#### Data to use

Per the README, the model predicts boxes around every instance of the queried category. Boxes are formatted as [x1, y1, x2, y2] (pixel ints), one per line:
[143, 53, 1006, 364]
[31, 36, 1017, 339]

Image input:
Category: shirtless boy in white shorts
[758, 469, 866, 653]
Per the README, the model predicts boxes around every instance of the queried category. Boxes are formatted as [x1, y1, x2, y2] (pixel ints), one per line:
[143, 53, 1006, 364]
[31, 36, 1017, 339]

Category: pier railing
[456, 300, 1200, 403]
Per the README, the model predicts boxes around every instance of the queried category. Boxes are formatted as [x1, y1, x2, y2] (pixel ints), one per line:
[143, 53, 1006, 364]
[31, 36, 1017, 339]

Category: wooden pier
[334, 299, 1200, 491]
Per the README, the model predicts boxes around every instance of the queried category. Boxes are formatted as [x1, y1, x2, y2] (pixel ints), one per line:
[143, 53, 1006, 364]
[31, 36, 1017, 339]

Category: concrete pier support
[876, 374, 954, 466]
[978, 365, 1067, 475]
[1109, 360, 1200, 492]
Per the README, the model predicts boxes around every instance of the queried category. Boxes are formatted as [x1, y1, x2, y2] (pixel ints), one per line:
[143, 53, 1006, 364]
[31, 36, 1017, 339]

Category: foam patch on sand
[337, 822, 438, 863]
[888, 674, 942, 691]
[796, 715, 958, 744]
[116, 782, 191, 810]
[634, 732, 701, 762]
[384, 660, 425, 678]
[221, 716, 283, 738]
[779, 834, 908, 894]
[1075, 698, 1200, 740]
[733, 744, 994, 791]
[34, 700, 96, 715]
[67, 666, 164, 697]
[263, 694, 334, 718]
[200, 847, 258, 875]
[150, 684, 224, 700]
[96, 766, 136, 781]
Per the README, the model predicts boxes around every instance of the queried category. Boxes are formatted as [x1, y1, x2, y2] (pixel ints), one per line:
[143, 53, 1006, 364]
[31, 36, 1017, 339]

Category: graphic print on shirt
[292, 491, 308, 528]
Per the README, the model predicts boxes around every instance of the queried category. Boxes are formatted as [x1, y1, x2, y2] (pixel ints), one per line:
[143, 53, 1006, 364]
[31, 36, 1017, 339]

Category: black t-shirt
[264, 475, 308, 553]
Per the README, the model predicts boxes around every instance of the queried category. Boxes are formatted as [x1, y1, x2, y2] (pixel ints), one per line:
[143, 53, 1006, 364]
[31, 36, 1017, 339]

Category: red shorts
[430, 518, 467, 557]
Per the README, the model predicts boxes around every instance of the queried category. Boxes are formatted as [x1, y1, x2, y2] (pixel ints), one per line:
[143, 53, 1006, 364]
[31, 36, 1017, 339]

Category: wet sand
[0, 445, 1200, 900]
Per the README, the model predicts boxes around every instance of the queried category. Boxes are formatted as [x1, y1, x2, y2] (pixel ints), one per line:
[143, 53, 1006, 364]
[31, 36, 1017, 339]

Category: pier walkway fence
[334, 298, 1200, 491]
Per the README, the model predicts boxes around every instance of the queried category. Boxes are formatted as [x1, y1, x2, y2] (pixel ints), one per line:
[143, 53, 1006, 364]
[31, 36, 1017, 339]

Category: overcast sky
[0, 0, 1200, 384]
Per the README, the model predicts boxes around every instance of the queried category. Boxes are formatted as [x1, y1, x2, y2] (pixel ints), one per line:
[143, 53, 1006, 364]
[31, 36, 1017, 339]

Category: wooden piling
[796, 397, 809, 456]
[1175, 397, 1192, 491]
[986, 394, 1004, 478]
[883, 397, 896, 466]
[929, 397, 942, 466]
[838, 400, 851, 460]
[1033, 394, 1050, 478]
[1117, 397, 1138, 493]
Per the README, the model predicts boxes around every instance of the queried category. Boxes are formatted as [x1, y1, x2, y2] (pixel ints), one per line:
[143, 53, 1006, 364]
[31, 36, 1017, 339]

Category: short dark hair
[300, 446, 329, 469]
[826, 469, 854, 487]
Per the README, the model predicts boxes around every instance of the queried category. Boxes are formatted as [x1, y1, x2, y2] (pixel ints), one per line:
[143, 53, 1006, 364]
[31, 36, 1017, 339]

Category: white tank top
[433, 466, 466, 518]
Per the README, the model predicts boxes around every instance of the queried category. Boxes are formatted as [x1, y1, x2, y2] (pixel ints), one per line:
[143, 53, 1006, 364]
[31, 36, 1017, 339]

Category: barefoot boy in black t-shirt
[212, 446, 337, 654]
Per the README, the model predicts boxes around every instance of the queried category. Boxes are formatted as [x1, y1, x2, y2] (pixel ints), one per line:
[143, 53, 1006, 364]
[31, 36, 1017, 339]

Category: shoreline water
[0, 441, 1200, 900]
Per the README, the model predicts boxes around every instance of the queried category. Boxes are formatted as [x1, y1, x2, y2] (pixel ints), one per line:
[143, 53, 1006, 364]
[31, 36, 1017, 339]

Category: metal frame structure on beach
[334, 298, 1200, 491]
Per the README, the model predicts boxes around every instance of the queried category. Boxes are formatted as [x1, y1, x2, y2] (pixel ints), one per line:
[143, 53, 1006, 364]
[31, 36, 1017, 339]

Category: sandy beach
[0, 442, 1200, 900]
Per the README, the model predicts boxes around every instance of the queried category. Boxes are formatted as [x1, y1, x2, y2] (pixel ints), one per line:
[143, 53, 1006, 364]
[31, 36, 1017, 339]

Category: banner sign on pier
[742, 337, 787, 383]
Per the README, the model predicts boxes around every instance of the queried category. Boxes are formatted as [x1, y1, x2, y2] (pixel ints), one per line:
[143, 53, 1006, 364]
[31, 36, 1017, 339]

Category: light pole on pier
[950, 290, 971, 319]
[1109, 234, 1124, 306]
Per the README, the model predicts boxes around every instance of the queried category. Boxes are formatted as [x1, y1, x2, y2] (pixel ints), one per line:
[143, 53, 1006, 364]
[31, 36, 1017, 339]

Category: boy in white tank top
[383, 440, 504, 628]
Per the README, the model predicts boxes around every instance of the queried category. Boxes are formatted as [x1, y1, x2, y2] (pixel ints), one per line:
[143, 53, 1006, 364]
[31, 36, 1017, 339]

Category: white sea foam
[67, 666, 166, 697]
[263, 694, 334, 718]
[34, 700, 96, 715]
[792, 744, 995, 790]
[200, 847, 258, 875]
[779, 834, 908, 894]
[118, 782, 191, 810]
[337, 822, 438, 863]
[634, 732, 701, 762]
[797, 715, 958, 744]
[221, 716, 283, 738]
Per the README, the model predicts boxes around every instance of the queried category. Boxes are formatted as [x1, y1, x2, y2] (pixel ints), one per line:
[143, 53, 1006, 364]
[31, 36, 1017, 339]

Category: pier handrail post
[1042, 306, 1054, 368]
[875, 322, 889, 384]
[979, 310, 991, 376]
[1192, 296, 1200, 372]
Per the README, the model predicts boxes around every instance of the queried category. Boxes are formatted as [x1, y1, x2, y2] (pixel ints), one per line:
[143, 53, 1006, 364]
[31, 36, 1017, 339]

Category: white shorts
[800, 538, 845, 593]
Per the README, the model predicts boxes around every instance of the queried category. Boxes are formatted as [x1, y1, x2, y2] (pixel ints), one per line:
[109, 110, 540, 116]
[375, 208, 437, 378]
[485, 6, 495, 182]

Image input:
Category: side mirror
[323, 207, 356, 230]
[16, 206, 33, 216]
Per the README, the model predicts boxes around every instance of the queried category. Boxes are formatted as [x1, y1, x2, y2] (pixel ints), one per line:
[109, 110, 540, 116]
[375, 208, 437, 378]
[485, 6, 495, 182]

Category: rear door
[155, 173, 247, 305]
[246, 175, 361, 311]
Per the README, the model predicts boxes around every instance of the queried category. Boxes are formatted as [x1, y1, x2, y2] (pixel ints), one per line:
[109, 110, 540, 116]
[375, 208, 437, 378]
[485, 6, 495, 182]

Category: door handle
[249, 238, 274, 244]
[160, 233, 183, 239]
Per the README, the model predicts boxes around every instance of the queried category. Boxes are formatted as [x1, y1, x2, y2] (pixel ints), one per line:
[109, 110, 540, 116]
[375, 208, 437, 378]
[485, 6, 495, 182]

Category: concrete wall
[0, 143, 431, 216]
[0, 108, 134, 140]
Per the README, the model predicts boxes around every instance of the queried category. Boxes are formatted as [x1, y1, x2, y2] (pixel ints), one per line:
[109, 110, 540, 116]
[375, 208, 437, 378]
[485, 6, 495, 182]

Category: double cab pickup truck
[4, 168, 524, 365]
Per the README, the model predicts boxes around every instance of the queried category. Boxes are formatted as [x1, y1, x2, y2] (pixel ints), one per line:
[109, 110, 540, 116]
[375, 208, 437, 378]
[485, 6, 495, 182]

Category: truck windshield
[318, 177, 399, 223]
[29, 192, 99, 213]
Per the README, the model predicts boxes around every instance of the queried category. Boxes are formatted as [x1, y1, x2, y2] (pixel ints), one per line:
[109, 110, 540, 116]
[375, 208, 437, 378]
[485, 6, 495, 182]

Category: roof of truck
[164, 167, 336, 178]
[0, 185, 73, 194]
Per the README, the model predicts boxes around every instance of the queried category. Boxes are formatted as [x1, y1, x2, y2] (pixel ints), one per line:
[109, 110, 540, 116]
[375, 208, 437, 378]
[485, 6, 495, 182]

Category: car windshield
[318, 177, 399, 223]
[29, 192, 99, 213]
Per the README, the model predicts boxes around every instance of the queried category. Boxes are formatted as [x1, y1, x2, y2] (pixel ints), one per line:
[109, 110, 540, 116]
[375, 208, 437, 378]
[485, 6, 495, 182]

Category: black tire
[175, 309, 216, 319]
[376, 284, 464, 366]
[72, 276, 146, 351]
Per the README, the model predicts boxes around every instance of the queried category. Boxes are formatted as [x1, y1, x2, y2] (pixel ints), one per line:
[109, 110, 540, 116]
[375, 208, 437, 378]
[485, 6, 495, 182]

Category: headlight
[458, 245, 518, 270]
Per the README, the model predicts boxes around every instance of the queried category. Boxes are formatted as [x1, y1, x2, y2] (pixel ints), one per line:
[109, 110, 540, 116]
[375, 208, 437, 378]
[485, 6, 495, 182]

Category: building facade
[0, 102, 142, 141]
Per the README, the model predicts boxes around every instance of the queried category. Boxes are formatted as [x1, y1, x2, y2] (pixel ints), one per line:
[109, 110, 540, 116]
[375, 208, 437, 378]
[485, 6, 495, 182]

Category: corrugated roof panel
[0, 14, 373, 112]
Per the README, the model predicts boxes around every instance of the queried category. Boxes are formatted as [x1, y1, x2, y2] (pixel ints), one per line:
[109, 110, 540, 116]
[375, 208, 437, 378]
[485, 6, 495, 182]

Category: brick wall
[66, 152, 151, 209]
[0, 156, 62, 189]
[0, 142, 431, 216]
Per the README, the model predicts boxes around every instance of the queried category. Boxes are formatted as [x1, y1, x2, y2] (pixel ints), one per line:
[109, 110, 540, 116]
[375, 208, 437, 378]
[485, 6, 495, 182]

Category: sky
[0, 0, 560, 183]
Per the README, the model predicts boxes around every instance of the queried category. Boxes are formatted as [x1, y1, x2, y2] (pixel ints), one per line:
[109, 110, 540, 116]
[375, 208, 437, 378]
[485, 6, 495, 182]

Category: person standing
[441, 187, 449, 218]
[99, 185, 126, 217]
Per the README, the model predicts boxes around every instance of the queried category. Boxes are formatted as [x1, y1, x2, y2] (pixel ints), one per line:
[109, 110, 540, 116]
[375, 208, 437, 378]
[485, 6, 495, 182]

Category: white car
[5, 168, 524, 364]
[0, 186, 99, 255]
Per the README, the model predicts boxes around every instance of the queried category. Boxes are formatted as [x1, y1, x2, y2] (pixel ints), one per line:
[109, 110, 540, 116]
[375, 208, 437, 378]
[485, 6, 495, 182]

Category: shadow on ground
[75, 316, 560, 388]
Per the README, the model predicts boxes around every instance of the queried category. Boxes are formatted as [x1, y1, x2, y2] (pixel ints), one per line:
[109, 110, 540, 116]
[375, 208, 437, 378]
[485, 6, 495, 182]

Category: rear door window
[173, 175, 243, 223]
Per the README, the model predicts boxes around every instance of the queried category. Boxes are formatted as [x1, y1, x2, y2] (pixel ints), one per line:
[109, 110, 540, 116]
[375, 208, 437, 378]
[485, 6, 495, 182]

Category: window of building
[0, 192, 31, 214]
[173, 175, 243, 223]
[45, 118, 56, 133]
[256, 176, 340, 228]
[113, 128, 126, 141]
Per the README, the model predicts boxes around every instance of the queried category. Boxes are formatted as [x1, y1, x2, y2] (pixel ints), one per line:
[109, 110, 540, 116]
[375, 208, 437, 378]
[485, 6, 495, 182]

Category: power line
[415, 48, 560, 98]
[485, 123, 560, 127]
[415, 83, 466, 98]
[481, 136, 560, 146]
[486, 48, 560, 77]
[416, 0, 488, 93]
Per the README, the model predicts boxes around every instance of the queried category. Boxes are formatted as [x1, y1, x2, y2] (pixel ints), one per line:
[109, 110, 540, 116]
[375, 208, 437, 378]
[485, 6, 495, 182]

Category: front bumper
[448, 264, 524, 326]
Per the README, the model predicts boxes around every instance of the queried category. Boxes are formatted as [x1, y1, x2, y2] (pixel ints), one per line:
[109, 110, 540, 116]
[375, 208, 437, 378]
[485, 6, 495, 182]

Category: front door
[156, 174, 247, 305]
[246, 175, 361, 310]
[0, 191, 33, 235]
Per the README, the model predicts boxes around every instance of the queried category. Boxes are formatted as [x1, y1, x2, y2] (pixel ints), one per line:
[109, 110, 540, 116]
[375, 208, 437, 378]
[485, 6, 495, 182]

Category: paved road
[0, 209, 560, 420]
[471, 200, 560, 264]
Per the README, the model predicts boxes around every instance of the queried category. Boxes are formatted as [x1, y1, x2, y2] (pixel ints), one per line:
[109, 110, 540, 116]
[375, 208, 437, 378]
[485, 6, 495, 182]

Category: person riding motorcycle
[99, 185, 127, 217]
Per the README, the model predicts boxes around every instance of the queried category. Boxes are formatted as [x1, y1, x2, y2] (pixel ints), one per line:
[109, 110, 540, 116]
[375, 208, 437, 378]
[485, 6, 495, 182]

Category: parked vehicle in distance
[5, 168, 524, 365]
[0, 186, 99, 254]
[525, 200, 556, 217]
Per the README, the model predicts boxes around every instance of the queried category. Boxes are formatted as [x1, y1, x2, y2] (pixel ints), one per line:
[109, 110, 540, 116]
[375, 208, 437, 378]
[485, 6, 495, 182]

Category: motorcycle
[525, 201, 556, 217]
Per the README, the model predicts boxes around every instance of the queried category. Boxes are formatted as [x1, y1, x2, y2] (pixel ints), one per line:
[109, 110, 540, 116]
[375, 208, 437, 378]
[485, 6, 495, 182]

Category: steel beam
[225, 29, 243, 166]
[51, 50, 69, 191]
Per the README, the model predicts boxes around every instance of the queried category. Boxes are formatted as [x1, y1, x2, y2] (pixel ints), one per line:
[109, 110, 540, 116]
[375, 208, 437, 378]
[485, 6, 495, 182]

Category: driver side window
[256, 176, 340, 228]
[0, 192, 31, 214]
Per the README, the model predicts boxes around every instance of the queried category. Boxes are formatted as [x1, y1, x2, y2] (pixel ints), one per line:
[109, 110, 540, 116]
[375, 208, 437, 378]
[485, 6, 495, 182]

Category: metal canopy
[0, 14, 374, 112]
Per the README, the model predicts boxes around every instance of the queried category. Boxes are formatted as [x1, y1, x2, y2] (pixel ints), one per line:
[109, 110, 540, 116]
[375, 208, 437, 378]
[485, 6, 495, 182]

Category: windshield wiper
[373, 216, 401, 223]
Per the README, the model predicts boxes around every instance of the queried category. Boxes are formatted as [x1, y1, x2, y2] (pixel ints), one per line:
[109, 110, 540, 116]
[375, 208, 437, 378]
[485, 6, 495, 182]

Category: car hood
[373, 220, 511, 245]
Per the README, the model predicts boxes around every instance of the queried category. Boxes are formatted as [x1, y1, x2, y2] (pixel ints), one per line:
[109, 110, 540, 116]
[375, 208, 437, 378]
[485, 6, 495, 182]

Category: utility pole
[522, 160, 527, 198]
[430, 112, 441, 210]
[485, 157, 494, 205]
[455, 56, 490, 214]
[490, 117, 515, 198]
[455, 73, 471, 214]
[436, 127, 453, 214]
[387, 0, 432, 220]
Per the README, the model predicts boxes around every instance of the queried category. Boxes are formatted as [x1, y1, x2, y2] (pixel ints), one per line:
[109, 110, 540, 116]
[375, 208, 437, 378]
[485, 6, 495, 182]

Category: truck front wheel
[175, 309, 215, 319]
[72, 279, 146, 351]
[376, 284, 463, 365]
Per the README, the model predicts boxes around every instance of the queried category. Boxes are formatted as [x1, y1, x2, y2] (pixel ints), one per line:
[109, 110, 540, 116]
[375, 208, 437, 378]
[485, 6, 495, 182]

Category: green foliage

########

* **Task instructions**
Reproduce the rows verbatim, starting at the very beginning and ending at the line that contains "[1109, 360, 1200, 492]", with both of those lines included.

* **Solution**
Per the README, the model predicts boxes around every instance of the queried category. Boxes are formatted as [x1, y1, x2, y2] (pixel ints), one per line:
[143, 53, 1006, 364]
[31, 36, 1017, 339]

Image input:
Category: shirtless boy in white shorts
[758, 469, 866, 653]
Per the README, the model predicts boxes around every instance of the queried category. Boxes are formatted as [x1, y1, x2, y2] (pixel ints), one per line:
[143, 53, 1006, 364]
[31, 36, 1017, 339]

Category: pier railing
[456, 300, 1200, 403]
Per the README, the model predicts boxes around every instance of the queried category. Boxes are formatted as [x1, y1, x2, y2] (pixel ints), one per line:
[143, 53, 1006, 364]
[31, 36, 1017, 339]

Category: wooden pier
[334, 299, 1200, 491]
Per the README, the model predicts boxes around every instance of the queried category. Boxes are formatted as [x1, y1, x2, y2] (pixel ints), one per line:
[143, 53, 1006, 364]
[31, 36, 1017, 339]

Category: concrete pier support
[876, 374, 954, 466]
[978, 365, 1067, 475]
[1109, 360, 1200, 492]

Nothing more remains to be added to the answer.